YOUR INSTRUCTIONS: Please copy out the entries below exactly, beginning with the line that contains "drop a point: the headlight lens" and ending with the line that contains "drop a point: the radiator grille", and include nothing outside that span.

SUPPLIED RECORDS:
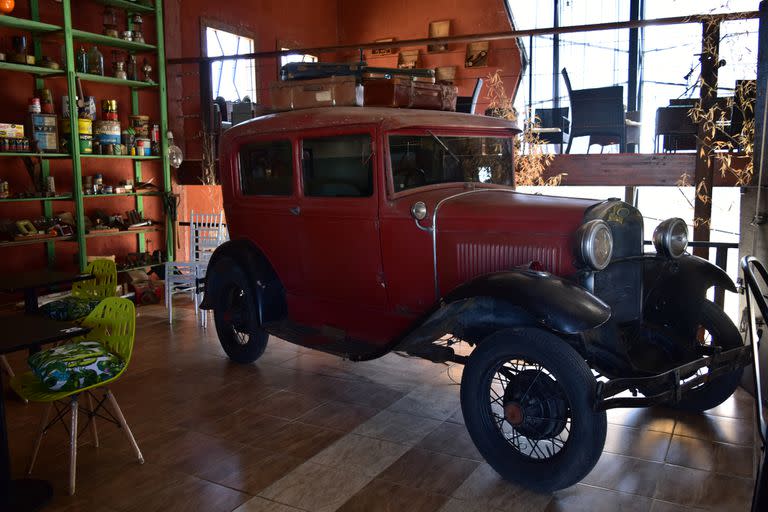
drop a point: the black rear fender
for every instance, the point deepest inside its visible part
(503, 300)
(262, 278)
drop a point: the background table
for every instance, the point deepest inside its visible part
(31, 282)
(24, 332)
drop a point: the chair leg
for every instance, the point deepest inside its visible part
(73, 445)
(92, 419)
(124, 426)
(39, 441)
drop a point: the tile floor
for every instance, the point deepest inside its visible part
(300, 430)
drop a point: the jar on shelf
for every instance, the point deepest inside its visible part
(95, 62)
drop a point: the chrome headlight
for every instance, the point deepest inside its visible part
(594, 243)
(670, 238)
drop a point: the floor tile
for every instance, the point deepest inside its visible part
(452, 439)
(643, 444)
(368, 455)
(625, 474)
(380, 496)
(697, 488)
(316, 488)
(397, 427)
(430, 471)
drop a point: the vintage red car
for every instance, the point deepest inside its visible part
(360, 231)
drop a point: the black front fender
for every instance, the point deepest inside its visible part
(502, 300)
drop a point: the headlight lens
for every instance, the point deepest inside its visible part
(671, 237)
(595, 244)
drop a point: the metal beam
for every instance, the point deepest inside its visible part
(493, 36)
(702, 207)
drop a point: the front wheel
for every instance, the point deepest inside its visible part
(234, 309)
(527, 399)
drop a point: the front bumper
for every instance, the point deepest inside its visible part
(672, 380)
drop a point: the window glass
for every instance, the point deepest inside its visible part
(420, 160)
(339, 166)
(266, 168)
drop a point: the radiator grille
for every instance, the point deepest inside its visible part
(477, 259)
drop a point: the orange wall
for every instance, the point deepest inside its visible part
(367, 21)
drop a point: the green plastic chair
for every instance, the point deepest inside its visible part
(85, 294)
(113, 324)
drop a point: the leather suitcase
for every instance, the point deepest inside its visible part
(335, 91)
(405, 93)
(315, 70)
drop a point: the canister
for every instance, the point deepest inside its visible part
(140, 125)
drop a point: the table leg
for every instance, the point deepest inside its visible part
(23, 495)
(30, 300)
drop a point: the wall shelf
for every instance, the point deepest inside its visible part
(32, 70)
(128, 6)
(133, 84)
(35, 155)
(25, 199)
(112, 42)
(36, 27)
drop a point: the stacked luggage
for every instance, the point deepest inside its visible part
(321, 84)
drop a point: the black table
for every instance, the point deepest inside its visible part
(20, 332)
(31, 282)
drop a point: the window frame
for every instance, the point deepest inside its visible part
(238, 181)
(206, 23)
(319, 133)
(392, 194)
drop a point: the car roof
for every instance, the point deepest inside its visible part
(387, 118)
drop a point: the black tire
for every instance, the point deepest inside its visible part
(235, 303)
(508, 429)
(723, 333)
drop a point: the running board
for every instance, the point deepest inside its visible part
(328, 340)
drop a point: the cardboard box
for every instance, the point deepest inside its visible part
(11, 131)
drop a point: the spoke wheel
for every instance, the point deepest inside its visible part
(234, 310)
(528, 403)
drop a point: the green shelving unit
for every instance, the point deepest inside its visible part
(70, 35)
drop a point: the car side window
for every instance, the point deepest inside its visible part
(339, 166)
(266, 168)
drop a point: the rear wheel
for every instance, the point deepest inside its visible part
(527, 399)
(715, 330)
(234, 312)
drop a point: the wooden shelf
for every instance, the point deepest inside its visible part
(120, 233)
(138, 6)
(112, 42)
(32, 70)
(35, 241)
(23, 199)
(127, 157)
(35, 155)
(133, 84)
(36, 27)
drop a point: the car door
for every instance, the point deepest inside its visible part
(341, 251)
(265, 199)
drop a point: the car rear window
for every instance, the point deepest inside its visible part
(266, 168)
(340, 166)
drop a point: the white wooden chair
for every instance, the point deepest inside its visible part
(206, 233)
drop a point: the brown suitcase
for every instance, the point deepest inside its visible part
(335, 91)
(398, 92)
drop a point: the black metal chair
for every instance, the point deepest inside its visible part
(597, 113)
(467, 104)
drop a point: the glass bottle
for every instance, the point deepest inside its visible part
(82, 61)
(95, 62)
(132, 68)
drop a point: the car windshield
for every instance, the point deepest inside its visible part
(429, 159)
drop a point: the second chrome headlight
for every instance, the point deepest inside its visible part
(594, 243)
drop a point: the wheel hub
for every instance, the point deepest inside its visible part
(534, 405)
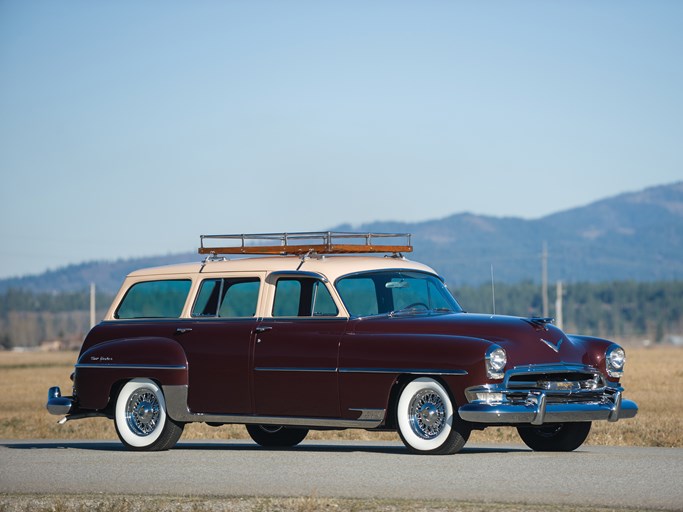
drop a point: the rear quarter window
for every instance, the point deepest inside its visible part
(154, 299)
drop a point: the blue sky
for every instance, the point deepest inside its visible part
(129, 128)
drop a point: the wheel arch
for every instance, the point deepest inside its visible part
(104, 369)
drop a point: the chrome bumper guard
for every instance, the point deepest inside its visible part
(537, 410)
(57, 404)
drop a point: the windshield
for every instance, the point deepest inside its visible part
(394, 291)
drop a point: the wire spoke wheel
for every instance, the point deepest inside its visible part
(141, 420)
(426, 419)
(142, 412)
(427, 414)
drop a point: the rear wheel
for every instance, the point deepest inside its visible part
(426, 420)
(276, 436)
(555, 437)
(141, 420)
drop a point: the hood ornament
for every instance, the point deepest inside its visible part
(556, 348)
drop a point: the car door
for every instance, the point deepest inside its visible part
(296, 350)
(218, 344)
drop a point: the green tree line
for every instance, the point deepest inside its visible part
(616, 309)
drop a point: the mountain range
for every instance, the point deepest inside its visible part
(633, 236)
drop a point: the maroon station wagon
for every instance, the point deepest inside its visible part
(331, 331)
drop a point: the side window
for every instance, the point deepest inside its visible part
(240, 298)
(227, 298)
(360, 295)
(154, 299)
(296, 296)
(323, 304)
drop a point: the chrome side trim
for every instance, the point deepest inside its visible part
(412, 371)
(176, 404)
(306, 370)
(133, 366)
(370, 414)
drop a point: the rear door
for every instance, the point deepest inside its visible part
(218, 343)
(296, 350)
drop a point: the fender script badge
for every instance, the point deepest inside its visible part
(556, 348)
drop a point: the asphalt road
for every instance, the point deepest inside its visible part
(595, 476)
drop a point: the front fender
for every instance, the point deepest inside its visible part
(102, 366)
(594, 352)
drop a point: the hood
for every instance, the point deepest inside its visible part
(526, 340)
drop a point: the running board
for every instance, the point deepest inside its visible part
(177, 409)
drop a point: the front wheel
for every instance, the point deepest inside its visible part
(555, 437)
(426, 420)
(141, 420)
(276, 436)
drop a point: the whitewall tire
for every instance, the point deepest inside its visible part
(426, 419)
(141, 420)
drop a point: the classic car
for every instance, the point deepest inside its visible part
(331, 331)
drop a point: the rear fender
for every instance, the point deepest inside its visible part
(102, 368)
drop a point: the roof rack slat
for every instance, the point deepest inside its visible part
(319, 242)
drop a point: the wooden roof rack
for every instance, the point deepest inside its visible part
(321, 242)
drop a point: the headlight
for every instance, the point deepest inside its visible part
(615, 358)
(496, 359)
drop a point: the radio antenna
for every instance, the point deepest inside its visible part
(493, 291)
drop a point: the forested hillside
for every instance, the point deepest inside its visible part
(624, 310)
(635, 236)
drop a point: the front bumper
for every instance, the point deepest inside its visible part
(542, 412)
(57, 404)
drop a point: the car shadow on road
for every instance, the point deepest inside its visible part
(247, 446)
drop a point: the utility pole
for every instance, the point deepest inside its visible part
(92, 305)
(544, 278)
(559, 320)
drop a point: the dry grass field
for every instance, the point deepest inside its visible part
(654, 379)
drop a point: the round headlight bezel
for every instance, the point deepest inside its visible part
(496, 360)
(615, 359)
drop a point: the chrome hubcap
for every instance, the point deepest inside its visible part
(427, 414)
(142, 412)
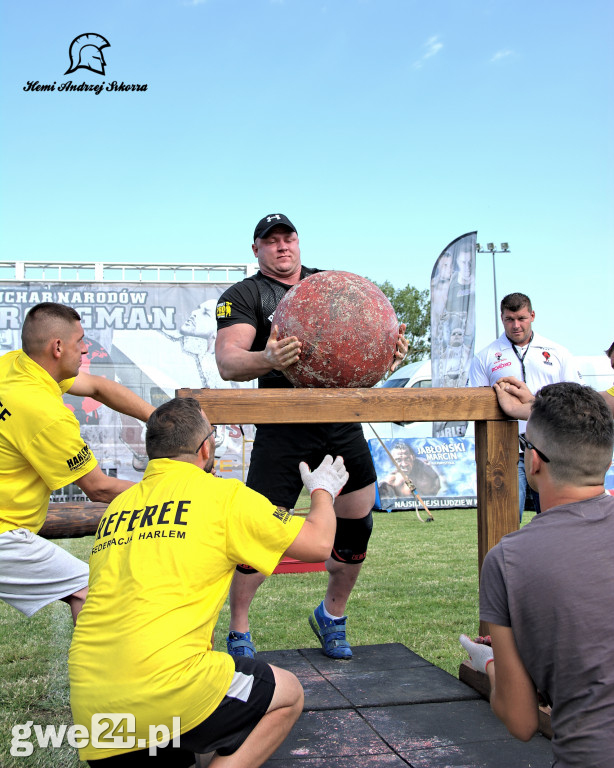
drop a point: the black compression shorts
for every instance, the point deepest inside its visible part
(279, 448)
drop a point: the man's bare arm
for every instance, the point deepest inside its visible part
(514, 397)
(100, 487)
(112, 394)
(513, 697)
(236, 362)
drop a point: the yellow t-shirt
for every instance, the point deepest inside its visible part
(41, 448)
(160, 570)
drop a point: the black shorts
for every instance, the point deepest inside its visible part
(224, 731)
(279, 448)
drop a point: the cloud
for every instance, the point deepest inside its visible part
(431, 48)
(502, 54)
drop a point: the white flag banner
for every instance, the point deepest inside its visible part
(453, 321)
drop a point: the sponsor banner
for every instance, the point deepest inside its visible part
(442, 470)
(453, 321)
(153, 338)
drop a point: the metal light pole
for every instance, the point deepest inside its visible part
(490, 248)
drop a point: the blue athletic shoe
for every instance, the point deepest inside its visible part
(331, 634)
(240, 644)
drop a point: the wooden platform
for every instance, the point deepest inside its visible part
(389, 708)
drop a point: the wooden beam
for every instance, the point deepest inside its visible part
(318, 406)
(70, 521)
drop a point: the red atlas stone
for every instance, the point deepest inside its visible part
(347, 327)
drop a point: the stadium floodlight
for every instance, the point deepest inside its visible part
(490, 248)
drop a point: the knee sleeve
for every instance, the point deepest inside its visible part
(351, 539)
(244, 568)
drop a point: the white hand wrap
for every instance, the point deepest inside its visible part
(330, 476)
(479, 654)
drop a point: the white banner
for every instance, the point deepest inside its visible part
(453, 321)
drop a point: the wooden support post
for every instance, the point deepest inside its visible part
(496, 453)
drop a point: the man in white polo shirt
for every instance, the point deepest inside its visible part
(522, 353)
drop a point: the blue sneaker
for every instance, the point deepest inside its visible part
(331, 634)
(240, 644)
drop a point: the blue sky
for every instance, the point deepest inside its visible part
(383, 128)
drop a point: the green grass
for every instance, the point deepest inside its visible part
(418, 586)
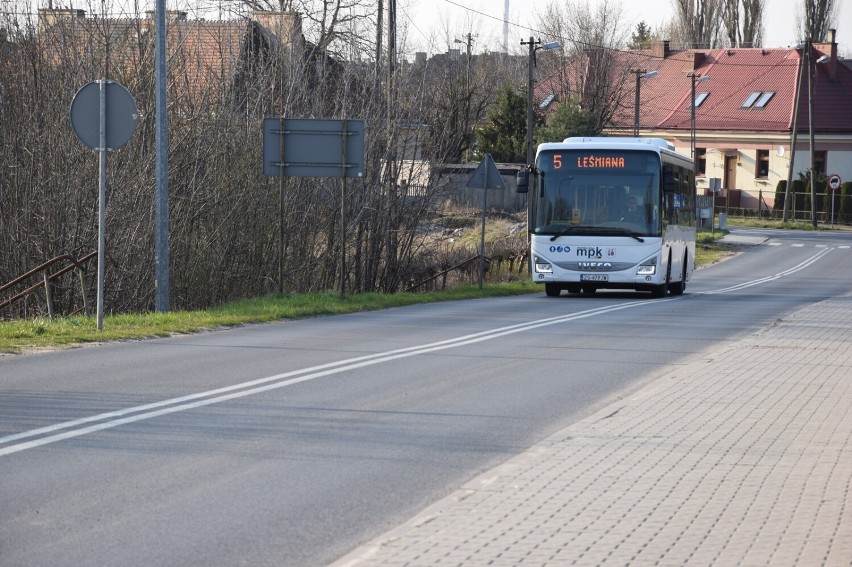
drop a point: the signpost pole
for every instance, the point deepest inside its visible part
(102, 157)
(482, 238)
(343, 209)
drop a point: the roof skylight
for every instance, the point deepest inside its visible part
(764, 98)
(750, 100)
(758, 99)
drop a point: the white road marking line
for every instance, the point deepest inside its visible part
(79, 427)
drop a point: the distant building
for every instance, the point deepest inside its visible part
(744, 112)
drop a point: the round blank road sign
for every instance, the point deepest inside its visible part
(834, 182)
(121, 115)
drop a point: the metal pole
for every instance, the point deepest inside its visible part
(692, 77)
(102, 157)
(530, 109)
(161, 261)
(282, 139)
(811, 127)
(343, 213)
(636, 103)
(793, 135)
(482, 237)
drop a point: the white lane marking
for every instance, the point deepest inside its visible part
(793, 270)
(148, 411)
(79, 427)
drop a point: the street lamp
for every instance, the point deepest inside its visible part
(640, 74)
(811, 76)
(532, 43)
(696, 78)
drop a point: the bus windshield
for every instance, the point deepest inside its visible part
(596, 192)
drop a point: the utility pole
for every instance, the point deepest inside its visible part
(793, 135)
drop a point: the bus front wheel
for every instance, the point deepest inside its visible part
(663, 289)
(678, 288)
(552, 290)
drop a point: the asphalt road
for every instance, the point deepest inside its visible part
(291, 443)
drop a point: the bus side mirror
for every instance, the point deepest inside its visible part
(523, 180)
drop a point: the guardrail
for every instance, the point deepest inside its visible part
(75, 264)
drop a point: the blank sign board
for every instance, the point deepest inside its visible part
(119, 120)
(300, 147)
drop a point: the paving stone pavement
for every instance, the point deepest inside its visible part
(741, 456)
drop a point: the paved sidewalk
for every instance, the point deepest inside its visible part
(740, 457)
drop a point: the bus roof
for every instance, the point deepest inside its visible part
(658, 145)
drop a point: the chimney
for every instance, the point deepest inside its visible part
(828, 47)
(660, 49)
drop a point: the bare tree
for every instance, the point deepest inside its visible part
(593, 73)
(698, 23)
(819, 16)
(743, 22)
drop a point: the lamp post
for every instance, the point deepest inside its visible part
(532, 43)
(785, 216)
(640, 74)
(695, 78)
(469, 43)
(811, 77)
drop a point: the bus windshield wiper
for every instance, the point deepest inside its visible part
(568, 229)
(599, 229)
(630, 233)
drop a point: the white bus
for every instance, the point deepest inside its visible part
(616, 213)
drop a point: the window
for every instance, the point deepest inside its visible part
(819, 161)
(762, 164)
(700, 161)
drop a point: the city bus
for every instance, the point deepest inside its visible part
(611, 213)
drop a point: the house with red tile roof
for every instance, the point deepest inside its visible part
(745, 109)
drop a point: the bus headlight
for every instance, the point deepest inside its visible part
(542, 266)
(648, 267)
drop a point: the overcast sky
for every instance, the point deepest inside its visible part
(428, 19)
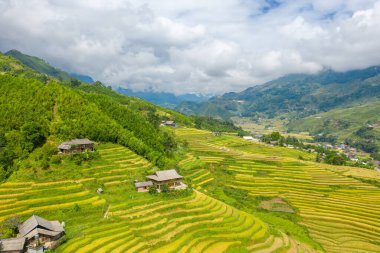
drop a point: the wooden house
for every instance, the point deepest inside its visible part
(13, 245)
(37, 231)
(143, 186)
(171, 178)
(76, 146)
(169, 123)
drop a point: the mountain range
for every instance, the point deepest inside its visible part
(296, 95)
(165, 99)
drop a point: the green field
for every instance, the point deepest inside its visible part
(337, 210)
(230, 177)
(342, 122)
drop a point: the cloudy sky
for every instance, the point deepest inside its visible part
(193, 45)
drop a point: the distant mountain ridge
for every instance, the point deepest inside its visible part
(165, 99)
(298, 95)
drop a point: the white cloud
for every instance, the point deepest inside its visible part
(193, 46)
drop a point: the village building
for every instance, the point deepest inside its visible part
(171, 178)
(38, 231)
(13, 245)
(143, 186)
(76, 146)
(168, 123)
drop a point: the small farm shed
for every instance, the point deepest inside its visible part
(47, 232)
(171, 178)
(76, 146)
(169, 123)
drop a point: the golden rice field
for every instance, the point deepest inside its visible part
(340, 212)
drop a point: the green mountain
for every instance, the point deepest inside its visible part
(358, 126)
(39, 109)
(297, 95)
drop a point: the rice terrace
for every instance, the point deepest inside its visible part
(316, 207)
(146, 126)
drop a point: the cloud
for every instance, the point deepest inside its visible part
(193, 46)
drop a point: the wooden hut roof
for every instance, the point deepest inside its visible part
(68, 144)
(35, 222)
(165, 175)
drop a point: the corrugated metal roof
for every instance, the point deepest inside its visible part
(68, 144)
(35, 221)
(164, 175)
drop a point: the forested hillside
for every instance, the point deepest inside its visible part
(39, 110)
(38, 65)
(297, 95)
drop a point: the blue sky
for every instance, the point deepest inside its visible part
(194, 45)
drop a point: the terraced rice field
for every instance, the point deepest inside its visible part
(196, 223)
(122, 220)
(341, 213)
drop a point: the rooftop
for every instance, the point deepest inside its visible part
(68, 144)
(165, 175)
(35, 221)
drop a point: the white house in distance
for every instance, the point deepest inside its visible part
(250, 138)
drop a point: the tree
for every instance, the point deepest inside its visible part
(275, 136)
(152, 189)
(164, 188)
(9, 227)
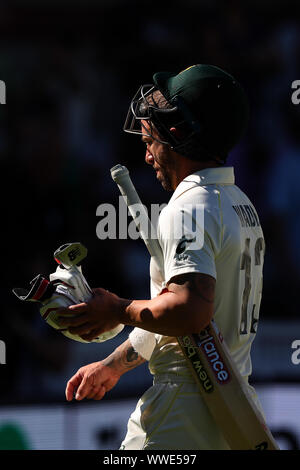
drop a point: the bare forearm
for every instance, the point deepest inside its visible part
(178, 311)
(124, 358)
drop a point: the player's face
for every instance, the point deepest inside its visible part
(159, 156)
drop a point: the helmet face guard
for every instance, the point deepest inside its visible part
(144, 108)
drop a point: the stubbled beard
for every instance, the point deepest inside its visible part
(166, 182)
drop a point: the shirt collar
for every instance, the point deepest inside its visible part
(220, 175)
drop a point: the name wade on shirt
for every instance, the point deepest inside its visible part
(247, 215)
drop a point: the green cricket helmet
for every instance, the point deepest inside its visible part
(205, 102)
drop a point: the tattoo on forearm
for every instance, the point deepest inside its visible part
(199, 284)
(124, 357)
(131, 355)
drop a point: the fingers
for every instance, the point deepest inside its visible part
(72, 386)
(73, 309)
(89, 335)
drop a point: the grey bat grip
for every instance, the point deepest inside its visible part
(120, 175)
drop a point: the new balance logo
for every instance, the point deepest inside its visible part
(73, 254)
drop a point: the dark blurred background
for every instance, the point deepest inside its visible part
(71, 69)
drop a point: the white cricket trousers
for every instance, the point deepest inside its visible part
(172, 416)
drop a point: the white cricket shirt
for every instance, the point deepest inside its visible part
(217, 232)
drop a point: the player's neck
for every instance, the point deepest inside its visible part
(186, 167)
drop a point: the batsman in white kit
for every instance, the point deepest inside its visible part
(212, 261)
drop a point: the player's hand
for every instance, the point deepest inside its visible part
(89, 319)
(91, 381)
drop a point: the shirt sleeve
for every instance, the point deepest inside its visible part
(190, 238)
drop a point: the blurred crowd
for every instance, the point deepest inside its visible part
(70, 74)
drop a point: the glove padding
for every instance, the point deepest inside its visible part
(66, 287)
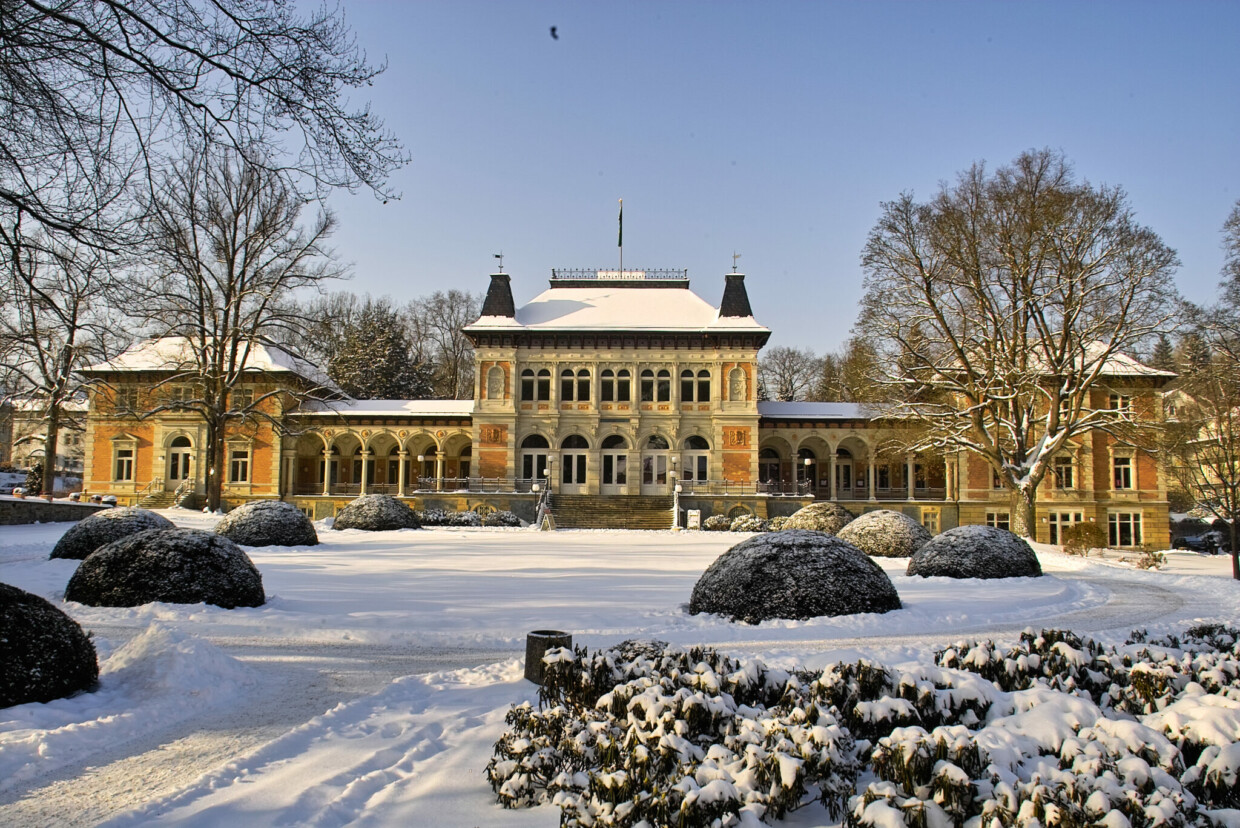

OUTPUT OF THE TASK:
drop a point: the headlight lens
for every instance, the point deepest inside its visible part
(671, 237)
(595, 244)
drop a point: the metal beam
for every instance, the point deepest inside its visible part
(493, 36)
(702, 207)
drop a point: the front wheel
for every instance, the point deepest inside its visible part
(234, 309)
(527, 399)
drop a point: the front bumper
for every instance, the point deepest inside its visible part
(672, 380)
drop a point: the window glass
for every instance, the point deepest inside its visible part
(420, 160)
(339, 166)
(266, 168)
drop a point: the radiator grille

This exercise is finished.